*What is required*.
Include in the output the line containing "(format x=166, y=213)" and each subsequent line of the records, through the end, transcribed exactly. Add nothing else.

[Data extracted from a collection]
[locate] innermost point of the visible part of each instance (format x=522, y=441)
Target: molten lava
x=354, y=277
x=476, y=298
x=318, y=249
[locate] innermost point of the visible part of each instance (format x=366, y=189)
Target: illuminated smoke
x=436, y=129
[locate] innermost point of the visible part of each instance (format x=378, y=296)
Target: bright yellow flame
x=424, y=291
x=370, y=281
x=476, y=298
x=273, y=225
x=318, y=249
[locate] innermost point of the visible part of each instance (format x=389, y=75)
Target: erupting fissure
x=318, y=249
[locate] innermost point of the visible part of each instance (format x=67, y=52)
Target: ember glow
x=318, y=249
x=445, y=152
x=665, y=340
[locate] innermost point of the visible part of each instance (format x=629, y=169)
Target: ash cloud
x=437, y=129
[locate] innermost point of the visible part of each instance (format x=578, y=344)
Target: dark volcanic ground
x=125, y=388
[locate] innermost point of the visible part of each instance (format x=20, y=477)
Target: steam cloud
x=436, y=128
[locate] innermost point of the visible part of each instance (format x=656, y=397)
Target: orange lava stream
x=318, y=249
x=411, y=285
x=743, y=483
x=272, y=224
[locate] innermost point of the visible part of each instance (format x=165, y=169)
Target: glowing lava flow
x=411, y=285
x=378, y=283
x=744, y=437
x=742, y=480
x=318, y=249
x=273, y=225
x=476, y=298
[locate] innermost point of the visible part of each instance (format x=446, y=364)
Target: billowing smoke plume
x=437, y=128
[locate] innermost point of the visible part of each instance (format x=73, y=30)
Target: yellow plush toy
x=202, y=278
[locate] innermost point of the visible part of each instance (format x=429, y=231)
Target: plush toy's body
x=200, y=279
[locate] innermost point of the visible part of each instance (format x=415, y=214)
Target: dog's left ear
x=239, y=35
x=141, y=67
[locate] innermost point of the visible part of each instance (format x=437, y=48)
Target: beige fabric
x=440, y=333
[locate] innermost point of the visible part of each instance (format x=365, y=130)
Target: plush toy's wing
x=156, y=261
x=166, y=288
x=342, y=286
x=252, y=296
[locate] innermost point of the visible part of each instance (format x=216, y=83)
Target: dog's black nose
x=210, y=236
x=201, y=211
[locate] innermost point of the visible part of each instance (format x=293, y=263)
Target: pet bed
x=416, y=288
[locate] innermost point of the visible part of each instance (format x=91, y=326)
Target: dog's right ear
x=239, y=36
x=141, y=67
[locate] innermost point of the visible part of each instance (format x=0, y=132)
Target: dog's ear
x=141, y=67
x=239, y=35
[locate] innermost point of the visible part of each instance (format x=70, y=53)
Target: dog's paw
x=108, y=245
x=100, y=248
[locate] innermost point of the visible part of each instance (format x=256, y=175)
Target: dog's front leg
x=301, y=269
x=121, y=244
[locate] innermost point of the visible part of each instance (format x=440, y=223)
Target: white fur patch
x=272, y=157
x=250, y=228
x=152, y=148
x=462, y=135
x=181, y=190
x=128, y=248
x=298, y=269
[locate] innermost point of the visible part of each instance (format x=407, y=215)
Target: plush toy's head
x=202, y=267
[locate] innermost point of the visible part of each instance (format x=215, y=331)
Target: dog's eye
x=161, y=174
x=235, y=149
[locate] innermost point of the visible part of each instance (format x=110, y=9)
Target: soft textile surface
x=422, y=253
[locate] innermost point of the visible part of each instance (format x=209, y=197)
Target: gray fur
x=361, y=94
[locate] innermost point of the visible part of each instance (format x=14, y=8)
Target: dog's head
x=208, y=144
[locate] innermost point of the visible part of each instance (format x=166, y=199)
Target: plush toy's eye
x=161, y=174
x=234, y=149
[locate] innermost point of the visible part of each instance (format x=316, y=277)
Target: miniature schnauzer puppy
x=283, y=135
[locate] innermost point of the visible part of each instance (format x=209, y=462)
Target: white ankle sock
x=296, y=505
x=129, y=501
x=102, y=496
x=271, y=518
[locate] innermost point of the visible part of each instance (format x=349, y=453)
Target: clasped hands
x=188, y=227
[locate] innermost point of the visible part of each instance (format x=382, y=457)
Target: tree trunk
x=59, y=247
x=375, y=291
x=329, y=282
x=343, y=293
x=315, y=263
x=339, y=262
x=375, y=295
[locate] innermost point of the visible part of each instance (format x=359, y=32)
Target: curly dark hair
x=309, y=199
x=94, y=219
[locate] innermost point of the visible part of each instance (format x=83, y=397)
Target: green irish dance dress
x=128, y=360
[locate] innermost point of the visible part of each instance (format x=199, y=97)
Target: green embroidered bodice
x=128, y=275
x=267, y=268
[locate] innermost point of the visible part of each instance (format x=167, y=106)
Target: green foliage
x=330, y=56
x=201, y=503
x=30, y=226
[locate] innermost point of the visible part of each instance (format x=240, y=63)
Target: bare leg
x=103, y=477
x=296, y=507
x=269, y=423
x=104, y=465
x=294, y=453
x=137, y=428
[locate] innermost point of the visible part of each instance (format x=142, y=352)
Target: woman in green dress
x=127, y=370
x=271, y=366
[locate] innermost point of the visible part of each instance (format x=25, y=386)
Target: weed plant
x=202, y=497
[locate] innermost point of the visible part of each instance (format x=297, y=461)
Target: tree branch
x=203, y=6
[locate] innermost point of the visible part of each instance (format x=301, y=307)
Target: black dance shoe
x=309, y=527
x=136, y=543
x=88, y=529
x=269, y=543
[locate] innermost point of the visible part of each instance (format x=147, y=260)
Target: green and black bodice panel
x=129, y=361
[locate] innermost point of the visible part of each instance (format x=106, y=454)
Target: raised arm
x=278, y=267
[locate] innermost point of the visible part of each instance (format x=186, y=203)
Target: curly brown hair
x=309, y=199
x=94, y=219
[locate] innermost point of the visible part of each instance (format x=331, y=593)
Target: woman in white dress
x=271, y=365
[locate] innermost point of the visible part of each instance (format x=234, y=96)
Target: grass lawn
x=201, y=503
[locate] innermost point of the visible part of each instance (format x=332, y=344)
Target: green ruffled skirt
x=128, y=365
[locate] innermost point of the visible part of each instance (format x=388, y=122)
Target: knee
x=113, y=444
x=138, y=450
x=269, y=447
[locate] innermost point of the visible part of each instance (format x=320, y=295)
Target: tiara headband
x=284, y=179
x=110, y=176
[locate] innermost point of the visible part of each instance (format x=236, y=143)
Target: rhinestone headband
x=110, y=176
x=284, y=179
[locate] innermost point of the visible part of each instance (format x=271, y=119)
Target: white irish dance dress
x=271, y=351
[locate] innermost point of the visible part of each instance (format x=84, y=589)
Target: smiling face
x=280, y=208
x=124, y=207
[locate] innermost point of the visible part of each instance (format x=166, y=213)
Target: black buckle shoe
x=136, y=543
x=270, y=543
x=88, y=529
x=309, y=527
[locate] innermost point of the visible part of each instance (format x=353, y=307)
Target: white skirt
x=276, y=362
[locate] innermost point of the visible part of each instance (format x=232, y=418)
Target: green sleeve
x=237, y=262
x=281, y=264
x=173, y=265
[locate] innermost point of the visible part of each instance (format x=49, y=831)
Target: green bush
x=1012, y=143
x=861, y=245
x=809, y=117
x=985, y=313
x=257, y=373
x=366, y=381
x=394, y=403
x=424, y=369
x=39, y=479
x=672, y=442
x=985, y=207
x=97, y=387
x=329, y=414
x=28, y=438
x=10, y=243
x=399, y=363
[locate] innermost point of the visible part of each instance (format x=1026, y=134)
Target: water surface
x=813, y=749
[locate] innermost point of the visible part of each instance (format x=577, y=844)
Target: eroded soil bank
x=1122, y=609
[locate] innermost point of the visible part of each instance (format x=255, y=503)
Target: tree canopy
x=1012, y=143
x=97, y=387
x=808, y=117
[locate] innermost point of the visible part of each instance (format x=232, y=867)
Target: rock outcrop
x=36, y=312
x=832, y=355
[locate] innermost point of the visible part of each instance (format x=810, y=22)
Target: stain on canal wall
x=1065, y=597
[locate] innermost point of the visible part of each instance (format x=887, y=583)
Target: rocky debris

*Correct output*.
[locate] innermost point of the visible part of each instance (format x=166, y=213)
Target: black buckle shoe
x=136, y=543
x=270, y=543
x=88, y=529
x=309, y=527
[locate] innermost point of the visible part of each instance (format x=353, y=307)
Target: white skirt
x=276, y=362
[locate] innermost point of the visible part of each instance (format x=232, y=418)
Target: green sleeve
x=237, y=262
x=281, y=264
x=173, y=265
[locate] innermost point of the visible part of each instance (format x=49, y=831)
Target: green bush
x=1012, y=143
x=861, y=245
x=809, y=117
x=985, y=313
x=257, y=373
x=366, y=381
x=394, y=403
x=424, y=369
x=39, y=479
x=672, y=442
x=985, y=207
x=97, y=387
x=329, y=414
x=28, y=438
x=10, y=243
x=399, y=363
[locate] innermost point of the visible part of each instance (format x=1026, y=134)
Target: water surface
x=813, y=749
[locate] innermost point of the visible part of each instance (format x=577, y=844)
Target: eroded soil bank
x=1122, y=609
[locate] innermost point of the visible part of each instance (format x=255, y=503)
Target: tree canopy
x=1012, y=143
x=97, y=387
x=808, y=117
[locate] innermost point of the visible part of each instance (format x=232, y=867)
Target: rock outcrop
x=36, y=312
x=832, y=355
[locate] innermost point of the visible part of each instance (format x=810, y=22)
Target: stain on canal wall
x=1065, y=597
[locate] innermost point of the visible part of each instance (format x=887, y=583)
Target: rocky debris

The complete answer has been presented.